• PROBLEM TO SOLVE:
Each line should be copied exactly.

• DATA PROVIDED:
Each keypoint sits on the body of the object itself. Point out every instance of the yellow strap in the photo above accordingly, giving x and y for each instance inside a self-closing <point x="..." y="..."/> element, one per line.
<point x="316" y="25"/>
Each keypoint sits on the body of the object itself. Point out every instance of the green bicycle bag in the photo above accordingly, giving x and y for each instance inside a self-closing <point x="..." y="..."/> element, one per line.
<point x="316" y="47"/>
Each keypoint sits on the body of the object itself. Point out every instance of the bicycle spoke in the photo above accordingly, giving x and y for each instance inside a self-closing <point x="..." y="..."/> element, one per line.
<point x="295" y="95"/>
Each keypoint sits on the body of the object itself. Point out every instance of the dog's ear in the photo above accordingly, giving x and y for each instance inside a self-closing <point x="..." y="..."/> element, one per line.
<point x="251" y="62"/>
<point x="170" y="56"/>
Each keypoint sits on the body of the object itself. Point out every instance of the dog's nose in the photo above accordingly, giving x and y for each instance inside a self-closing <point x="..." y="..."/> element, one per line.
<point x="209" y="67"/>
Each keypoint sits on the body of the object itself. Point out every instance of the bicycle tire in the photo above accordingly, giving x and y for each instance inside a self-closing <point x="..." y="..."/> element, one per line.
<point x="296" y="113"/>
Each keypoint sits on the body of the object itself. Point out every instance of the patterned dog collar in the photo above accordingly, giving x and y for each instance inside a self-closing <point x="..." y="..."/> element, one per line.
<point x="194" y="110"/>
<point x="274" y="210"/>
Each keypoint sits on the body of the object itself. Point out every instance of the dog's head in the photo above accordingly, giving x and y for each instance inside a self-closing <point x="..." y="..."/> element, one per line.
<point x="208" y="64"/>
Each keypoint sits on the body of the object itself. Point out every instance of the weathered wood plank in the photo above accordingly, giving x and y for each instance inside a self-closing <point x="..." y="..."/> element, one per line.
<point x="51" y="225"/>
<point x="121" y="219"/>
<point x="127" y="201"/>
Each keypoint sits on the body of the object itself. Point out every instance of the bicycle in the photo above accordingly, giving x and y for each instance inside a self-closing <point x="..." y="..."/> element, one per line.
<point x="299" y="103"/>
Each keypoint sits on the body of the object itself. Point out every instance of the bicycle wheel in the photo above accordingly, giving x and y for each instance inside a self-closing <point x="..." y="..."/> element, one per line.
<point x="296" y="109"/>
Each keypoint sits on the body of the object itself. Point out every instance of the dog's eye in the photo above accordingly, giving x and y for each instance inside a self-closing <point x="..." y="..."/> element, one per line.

• WORKED ANSWER:
Each keypoint sits on the body of the object itself. Point out every instance of the yellow strap in the photo above accordingly, giving x and y for each instance inside a self-closing <point x="..." y="..."/> element, one per line.
<point x="316" y="25"/>
Each keypoint sits on the body of the object itself. Point out every instance of the green bicycle bag in the photo above accordingly, giving x and y for each instance inside a self-closing <point x="..." y="..."/> element, one per line.
<point x="316" y="47"/>
Each keypoint sits on the body of the object itself. Point out every instance of the bicycle spoke in the photo above accordingly, giving x and y for each instance inside a self-closing <point x="..." y="..."/> element, one per line.
<point x="295" y="95"/>
Each keypoint sits on the body of the object itself. Point out every instance of the dog's ear in the photo above accordingly, giving x and y for each instance inside a self-closing <point x="..." y="..."/> element, one per line.
<point x="251" y="62"/>
<point x="170" y="56"/>
Each keypoint sits on the body of the object itself. Point out every instance of the dog's nose in the photo above accordingly, giving x and y for each instance inside a self-closing <point x="..." y="..."/> element, one per line.
<point x="209" y="67"/>
Each keypoint sits on the body of the object itself. Point out every instance of the bicycle tire in the photo above accordingly, giving x and y for each instance inside a self-closing <point x="..." y="..."/> element, one per line.
<point x="296" y="113"/>
Each keypoint sits on the body of the object itself. Point out every instance of the patterned dog collar in the photo above accordingly, giving x and y for each instance inside a self-closing <point x="..." y="..."/> element, one per line.
<point x="194" y="110"/>
<point x="274" y="210"/>
Each keypoint sits on the body of the object itself. Point out every instance of the dog's head in the photo above accordingly, giving x and y for each instance inside a self-closing <point x="..." y="..."/> element, one per line.
<point x="208" y="64"/>
Each keypoint sits on the body of the object itself. Point out every instance of the weathered wood plank in the photo above accordingly, giving x and y for each instance inside a self-closing <point x="..." y="..."/> element, one per line.
<point x="51" y="225"/>
<point x="121" y="219"/>
<point x="127" y="201"/>
Each keypoint sits on the body of the object itself. Point out every instance of the bicycle in the photo above accordingly, giving x and y for each instance inside a self-closing <point x="..." y="..."/> element, one per line.
<point x="299" y="103"/>
Each keypoint sits on the body of the object itself. Point out every instance of the bicycle wheel in the photo above accordingly, giving x and y for each instance inside a self-closing <point x="..." y="..."/> element, one per line.
<point x="296" y="109"/>
Each keypoint sits on the body of the object itself. Point out every instance of the dog's eye in the photo above accordingly, giving x and y for each instance inside a self-closing <point x="..." y="..."/> element, one per line.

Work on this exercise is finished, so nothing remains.